Exercise prompt - Gather the lines below that include the string "concrete", copying each in full.

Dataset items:

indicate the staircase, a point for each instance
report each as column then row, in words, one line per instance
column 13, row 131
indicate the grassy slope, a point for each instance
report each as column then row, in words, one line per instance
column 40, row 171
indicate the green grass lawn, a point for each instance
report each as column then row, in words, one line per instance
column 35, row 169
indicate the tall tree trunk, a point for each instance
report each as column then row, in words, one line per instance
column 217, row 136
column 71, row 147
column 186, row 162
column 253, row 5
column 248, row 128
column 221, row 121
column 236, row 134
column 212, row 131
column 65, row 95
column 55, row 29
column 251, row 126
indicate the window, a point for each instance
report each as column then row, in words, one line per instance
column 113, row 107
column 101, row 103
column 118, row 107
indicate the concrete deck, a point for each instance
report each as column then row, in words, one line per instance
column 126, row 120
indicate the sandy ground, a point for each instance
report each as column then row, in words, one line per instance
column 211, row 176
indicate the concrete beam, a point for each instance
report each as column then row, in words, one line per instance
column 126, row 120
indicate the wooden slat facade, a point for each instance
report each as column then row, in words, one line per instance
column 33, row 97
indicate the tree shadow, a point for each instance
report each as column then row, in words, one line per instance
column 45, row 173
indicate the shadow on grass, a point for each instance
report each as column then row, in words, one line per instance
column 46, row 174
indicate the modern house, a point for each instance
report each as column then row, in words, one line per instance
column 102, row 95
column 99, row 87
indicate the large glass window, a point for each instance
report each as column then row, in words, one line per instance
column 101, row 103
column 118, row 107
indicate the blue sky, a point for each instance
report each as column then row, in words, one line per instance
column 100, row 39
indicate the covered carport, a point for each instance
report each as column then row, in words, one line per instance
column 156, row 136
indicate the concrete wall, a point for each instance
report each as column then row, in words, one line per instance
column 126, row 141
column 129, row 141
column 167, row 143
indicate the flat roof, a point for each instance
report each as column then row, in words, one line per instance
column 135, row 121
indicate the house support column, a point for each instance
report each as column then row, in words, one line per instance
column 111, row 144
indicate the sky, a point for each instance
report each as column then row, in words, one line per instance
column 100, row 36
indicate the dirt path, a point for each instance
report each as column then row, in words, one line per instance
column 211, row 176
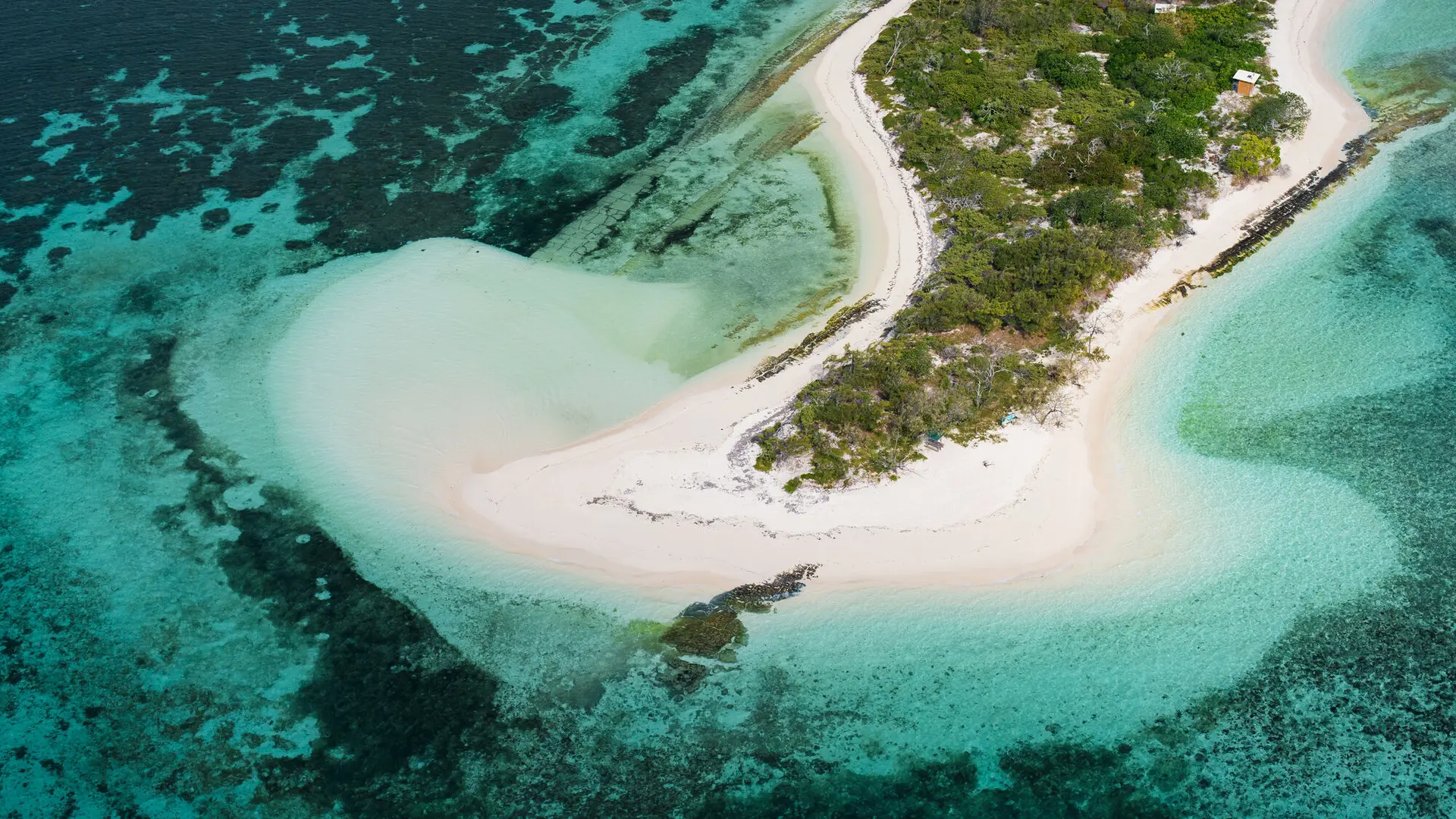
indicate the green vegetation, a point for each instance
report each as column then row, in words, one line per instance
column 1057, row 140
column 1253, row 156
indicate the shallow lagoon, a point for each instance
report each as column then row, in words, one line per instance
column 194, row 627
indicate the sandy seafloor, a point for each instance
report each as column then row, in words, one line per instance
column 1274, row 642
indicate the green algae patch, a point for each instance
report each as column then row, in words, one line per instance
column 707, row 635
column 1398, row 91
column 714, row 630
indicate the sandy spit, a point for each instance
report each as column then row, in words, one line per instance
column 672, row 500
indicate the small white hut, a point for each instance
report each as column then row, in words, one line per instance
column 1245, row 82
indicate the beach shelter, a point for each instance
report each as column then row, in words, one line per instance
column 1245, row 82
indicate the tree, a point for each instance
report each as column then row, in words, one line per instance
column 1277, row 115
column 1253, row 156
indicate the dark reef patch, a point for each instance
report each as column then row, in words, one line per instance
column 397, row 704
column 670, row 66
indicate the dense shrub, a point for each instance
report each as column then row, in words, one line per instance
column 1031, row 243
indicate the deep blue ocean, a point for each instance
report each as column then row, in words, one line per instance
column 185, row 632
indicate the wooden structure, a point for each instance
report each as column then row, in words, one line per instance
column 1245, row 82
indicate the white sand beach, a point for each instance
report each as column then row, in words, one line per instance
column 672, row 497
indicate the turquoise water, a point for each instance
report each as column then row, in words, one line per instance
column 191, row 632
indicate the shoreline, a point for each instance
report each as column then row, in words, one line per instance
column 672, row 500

--

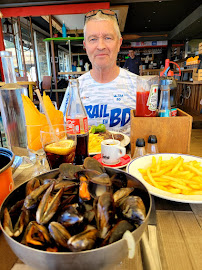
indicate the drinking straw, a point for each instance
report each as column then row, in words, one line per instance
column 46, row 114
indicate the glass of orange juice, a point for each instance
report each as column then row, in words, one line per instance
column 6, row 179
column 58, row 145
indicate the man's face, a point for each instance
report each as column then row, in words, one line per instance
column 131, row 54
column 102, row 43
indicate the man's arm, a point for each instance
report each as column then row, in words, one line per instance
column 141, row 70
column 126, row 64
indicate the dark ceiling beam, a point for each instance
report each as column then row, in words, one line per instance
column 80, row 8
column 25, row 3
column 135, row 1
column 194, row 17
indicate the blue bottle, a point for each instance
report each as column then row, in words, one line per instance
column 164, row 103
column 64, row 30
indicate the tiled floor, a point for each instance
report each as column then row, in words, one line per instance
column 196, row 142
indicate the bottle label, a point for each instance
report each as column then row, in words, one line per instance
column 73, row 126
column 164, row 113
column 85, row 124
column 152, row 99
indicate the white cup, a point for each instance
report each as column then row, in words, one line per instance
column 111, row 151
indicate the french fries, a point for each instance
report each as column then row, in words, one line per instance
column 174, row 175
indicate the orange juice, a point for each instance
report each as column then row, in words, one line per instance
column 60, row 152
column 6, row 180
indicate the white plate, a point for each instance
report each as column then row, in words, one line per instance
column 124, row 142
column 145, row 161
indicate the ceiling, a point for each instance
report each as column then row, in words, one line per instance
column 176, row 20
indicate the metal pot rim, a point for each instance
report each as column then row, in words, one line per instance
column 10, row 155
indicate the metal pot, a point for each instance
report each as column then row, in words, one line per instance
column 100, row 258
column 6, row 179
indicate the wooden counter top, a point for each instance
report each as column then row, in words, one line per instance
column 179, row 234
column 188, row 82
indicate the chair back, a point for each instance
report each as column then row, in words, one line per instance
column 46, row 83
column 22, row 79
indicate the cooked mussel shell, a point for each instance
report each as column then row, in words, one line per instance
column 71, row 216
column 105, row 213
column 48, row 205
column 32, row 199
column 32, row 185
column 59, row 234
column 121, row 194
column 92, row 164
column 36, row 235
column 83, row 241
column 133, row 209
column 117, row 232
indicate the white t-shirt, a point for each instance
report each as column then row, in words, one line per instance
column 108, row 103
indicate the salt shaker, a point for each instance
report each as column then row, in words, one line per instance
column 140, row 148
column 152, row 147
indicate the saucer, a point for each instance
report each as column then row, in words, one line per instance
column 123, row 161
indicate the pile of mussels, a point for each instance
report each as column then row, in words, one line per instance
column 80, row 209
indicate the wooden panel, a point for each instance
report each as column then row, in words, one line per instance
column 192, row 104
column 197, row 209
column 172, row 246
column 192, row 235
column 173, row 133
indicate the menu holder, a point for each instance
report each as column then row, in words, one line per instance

==

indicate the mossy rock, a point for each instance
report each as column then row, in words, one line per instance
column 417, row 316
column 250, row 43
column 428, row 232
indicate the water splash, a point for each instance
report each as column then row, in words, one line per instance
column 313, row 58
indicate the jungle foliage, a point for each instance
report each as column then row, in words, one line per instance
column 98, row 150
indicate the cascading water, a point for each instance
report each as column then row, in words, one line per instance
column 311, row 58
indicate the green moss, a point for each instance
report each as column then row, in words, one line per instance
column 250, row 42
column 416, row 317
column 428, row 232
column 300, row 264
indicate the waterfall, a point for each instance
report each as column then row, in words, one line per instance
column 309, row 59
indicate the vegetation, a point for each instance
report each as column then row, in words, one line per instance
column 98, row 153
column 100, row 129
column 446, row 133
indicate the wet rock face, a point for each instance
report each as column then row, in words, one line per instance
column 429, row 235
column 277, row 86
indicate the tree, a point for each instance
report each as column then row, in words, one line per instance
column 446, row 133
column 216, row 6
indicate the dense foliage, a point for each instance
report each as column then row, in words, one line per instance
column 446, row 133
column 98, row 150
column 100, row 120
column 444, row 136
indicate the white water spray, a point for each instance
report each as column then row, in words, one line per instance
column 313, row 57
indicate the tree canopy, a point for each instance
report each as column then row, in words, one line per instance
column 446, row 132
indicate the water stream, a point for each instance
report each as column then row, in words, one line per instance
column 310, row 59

Exercise response -
indicate the concrete deck, a point for each instance
indicate the concrete beam, a point for each instance
indicate the concrete wall, a point for each instance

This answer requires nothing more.